== Supplied information ==

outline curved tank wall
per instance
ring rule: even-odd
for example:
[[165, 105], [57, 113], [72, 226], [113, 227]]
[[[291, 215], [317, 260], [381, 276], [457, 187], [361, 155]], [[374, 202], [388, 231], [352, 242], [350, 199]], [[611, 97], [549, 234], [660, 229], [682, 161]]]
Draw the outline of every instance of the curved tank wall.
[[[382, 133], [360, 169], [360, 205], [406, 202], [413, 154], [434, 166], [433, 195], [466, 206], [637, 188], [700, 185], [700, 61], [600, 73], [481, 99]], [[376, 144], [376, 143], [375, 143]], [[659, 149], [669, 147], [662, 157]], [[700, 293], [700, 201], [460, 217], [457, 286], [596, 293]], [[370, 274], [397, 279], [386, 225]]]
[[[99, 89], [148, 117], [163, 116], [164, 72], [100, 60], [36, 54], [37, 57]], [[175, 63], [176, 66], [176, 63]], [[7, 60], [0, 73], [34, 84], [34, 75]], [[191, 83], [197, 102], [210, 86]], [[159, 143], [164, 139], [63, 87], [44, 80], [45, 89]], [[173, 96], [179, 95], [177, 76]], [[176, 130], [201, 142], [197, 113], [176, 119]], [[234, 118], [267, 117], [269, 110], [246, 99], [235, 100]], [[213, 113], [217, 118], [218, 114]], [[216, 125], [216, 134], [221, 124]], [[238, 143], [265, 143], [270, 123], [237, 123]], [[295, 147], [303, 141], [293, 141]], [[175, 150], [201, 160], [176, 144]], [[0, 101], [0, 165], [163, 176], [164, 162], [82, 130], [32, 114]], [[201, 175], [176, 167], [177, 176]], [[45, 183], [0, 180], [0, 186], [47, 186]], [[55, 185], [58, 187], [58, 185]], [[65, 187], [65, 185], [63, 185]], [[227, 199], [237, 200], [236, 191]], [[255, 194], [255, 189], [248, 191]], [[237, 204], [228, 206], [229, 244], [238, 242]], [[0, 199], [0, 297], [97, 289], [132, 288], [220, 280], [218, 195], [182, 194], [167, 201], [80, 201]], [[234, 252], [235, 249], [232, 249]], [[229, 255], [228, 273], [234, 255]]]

===

| Task directions |
Please repeat the listing exactly, with nothing left out.

| Written solution |
outline curved tank wall
per instance
ring rule: even-odd
for example:
[[165, 105], [57, 113], [72, 226], [113, 227]]
[[[291, 215], [317, 260], [381, 276], [457, 187], [361, 155]], [[374, 202], [388, 231], [352, 242], [350, 199]], [[611, 97], [549, 234], [660, 229], [682, 161]]]
Draw the outline of every instance of the curved tank wall.
[[[382, 133], [360, 169], [360, 205], [406, 202], [413, 154], [434, 166], [433, 195], [466, 206], [637, 188], [700, 185], [700, 61], [600, 73], [481, 99]], [[376, 144], [376, 143], [375, 143]], [[659, 149], [669, 147], [662, 157]], [[700, 293], [700, 201], [460, 217], [457, 286], [596, 293]], [[370, 274], [397, 279], [386, 225]]]
[[[99, 89], [148, 117], [163, 116], [164, 72], [100, 60], [36, 54], [37, 57]], [[175, 63], [176, 66], [176, 63]], [[7, 60], [0, 73], [34, 84], [34, 75]], [[191, 83], [197, 102], [210, 86]], [[159, 143], [164, 139], [63, 87], [44, 80], [45, 89]], [[173, 96], [179, 95], [177, 76]], [[176, 130], [201, 142], [197, 113], [176, 119]], [[234, 118], [267, 117], [269, 110], [246, 99], [235, 100]], [[213, 113], [217, 118], [218, 114]], [[216, 125], [216, 134], [221, 124]], [[238, 143], [265, 143], [270, 123], [237, 123]], [[295, 147], [303, 141], [293, 141]], [[175, 150], [201, 160], [176, 144]], [[0, 101], [0, 165], [163, 176], [164, 162], [82, 130], [32, 114]], [[201, 175], [176, 167], [177, 176]], [[45, 183], [0, 180], [0, 186], [47, 186]], [[55, 185], [58, 187], [58, 185]], [[65, 187], [65, 185], [63, 185]], [[227, 199], [237, 200], [236, 191]], [[255, 194], [255, 189], [248, 191]], [[237, 204], [228, 206], [229, 244], [238, 242]], [[0, 199], [0, 297], [97, 289], [132, 288], [220, 280], [218, 195], [182, 194], [167, 201], [80, 201]], [[234, 252], [235, 249], [232, 249]], [[229, 255], [228, 273], [234, 255]]]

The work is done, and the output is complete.